[Task to complete] Reproduce verbatim the lines from the beginning of the records through the line containing "POLYGON ((894 366, 891", including both of those lines.

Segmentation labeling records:

┌────────

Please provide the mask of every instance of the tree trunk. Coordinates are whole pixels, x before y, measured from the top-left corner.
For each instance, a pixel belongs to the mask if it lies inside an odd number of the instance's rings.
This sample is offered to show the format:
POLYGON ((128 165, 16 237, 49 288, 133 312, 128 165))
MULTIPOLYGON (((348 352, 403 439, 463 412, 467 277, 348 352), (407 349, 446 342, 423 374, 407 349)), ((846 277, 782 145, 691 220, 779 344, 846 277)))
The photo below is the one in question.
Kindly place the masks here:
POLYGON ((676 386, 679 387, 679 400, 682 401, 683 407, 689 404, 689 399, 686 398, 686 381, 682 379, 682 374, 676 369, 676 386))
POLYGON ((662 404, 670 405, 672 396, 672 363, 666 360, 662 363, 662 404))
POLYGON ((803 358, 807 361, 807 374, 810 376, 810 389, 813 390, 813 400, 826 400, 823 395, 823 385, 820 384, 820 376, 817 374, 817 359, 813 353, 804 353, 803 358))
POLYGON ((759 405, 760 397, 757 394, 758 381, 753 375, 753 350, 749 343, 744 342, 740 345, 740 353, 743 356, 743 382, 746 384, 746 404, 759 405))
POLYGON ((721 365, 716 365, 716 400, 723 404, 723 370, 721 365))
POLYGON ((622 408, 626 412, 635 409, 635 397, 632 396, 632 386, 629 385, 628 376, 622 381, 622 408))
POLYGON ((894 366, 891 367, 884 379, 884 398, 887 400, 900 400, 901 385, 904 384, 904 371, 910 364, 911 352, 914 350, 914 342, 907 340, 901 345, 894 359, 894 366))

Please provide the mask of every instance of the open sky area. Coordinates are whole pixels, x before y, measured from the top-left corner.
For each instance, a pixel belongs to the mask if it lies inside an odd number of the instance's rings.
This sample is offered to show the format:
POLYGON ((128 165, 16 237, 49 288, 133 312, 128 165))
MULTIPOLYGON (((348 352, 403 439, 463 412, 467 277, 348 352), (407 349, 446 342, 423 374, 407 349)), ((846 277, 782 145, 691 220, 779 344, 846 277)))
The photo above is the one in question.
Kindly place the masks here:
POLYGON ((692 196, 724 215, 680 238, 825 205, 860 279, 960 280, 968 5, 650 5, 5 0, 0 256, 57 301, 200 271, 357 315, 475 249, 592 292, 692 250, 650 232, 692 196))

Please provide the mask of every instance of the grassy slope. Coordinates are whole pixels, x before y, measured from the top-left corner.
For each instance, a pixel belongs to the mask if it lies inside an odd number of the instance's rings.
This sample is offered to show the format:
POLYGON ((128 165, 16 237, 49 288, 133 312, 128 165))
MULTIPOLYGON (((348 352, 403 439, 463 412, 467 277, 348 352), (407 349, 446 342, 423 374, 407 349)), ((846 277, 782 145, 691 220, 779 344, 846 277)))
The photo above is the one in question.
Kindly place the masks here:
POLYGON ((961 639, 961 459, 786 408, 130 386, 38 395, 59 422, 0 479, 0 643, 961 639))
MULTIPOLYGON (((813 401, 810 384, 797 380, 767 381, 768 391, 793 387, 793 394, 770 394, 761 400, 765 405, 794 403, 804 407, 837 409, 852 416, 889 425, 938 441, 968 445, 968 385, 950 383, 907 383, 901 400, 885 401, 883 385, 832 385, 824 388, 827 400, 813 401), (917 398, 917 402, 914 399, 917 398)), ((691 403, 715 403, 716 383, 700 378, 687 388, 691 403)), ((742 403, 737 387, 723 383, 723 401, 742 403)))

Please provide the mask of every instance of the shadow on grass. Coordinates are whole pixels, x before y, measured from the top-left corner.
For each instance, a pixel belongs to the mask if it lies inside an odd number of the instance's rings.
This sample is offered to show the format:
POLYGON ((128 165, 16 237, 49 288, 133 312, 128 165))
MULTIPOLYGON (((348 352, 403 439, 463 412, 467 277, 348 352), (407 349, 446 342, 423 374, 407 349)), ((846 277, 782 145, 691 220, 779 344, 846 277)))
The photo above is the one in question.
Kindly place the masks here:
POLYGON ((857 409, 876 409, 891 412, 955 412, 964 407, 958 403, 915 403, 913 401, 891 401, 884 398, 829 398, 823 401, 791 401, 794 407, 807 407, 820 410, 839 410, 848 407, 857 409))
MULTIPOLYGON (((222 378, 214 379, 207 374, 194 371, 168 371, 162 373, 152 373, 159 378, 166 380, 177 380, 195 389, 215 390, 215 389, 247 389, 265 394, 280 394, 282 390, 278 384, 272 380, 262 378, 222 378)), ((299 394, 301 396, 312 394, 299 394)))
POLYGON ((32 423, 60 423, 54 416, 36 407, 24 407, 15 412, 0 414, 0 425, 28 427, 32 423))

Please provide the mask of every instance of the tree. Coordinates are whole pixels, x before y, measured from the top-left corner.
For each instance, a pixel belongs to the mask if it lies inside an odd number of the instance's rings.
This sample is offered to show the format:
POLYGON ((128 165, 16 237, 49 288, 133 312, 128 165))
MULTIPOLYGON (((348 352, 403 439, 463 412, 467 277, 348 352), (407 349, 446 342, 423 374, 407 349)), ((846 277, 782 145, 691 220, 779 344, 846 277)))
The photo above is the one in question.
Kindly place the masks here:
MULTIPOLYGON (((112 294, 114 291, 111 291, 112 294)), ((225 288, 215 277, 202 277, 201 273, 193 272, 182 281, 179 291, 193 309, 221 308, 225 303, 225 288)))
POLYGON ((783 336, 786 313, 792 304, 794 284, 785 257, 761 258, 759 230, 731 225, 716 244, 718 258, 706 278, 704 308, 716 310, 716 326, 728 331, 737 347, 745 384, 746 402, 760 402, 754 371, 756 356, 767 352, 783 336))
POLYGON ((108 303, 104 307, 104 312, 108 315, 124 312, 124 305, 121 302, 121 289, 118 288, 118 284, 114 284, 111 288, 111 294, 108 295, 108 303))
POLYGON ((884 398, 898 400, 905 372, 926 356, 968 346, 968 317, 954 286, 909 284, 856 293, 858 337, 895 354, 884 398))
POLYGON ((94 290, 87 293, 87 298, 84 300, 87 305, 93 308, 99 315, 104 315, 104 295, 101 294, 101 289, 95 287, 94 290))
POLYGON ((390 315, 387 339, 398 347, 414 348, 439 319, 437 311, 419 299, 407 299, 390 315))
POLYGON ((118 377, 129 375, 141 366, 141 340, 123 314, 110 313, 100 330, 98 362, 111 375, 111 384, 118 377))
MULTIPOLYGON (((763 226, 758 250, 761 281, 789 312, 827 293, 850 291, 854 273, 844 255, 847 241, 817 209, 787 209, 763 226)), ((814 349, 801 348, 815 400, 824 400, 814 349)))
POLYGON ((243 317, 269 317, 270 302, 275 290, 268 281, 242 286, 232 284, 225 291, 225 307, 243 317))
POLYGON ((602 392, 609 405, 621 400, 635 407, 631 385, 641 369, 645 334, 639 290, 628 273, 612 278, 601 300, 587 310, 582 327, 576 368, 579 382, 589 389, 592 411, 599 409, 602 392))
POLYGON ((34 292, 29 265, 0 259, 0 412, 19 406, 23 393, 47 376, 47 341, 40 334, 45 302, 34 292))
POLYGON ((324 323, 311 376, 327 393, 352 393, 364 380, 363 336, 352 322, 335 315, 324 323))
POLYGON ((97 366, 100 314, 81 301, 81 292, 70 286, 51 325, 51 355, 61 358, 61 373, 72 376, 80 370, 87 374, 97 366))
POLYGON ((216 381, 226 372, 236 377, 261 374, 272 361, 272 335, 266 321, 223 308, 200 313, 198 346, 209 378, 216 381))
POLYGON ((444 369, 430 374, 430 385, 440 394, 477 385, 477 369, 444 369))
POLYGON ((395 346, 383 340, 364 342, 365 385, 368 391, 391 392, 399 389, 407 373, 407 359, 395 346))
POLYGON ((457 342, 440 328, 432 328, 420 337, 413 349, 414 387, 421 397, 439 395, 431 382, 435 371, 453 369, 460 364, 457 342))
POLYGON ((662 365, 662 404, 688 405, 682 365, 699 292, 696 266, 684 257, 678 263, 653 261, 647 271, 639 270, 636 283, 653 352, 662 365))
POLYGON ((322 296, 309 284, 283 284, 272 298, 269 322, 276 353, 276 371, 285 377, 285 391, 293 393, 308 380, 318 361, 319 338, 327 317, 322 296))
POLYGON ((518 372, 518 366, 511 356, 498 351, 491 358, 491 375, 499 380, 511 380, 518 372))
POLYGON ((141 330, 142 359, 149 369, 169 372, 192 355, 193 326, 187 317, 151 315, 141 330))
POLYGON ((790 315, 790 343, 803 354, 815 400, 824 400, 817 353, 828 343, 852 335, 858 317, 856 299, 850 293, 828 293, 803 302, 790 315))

└────────

[Written response]
Please provide the mask of every instance of the tree trunk. Coordinates are whole pixels, x before y, measured from the top-left corner.
For each instance, a pixel belongs to the mask if it lies inside an odd number of the instance's rings.
This sample is offered to show the format:
POLYGON ((128 165, 16 237, 49 288, 133 312, 128 165))
MULTIPOLYGON (((348 352, 403 439, 463 412, 467 277, 348 352), (407 349, 446 342, 423 374, 407 349)), ((846 277, 782 145, 691 220, 779 344, 846 277)))
The photo below is the one in question.
Kindly place the masks here:
POLYGON ((676 386, 679 387, 679 400, 682 401, 683 407, 689 404, 689 399, 686 398, 686 381, 682 379, 682 374, 676 369, 676 386))
POLYGON ((662 404, 670 405, 672 396, 672 363, 666 360, 662 363, 662 404))
POLYGON ((803 358, 807 361, 807 374, 810 376, 810 389, 813 390, 813 400, 826 400, 823 395, 823 385, 820 384, 820 376, 817 374, 817 359, 813 353, 804 353, 803 358))
POLYGON ((759 405, 760 397, 757 394, 758 381, 753 375, 753 350, 749 343, 744 342, 740 345, 740 353, 743 356, 743 382, 746 384, 746 404, 759 405))
POLYGON ((721 365, 716 365, 716 400, 723 404, 723 370, 721 365))
POLYGON ((622 408, 626 412, 635 409, 635 397, 632 396, 632 386, 629 385, 628 376, 622 381, 622 408))
POLYGON ((894 366, 891 367, 884 379, 884 398, 887 400, 900 400, 901 385, 904 384, 904 371, 910 364, 911 352, 914 350, 914 342, 907 340, 901 345, 894 359, 894 366))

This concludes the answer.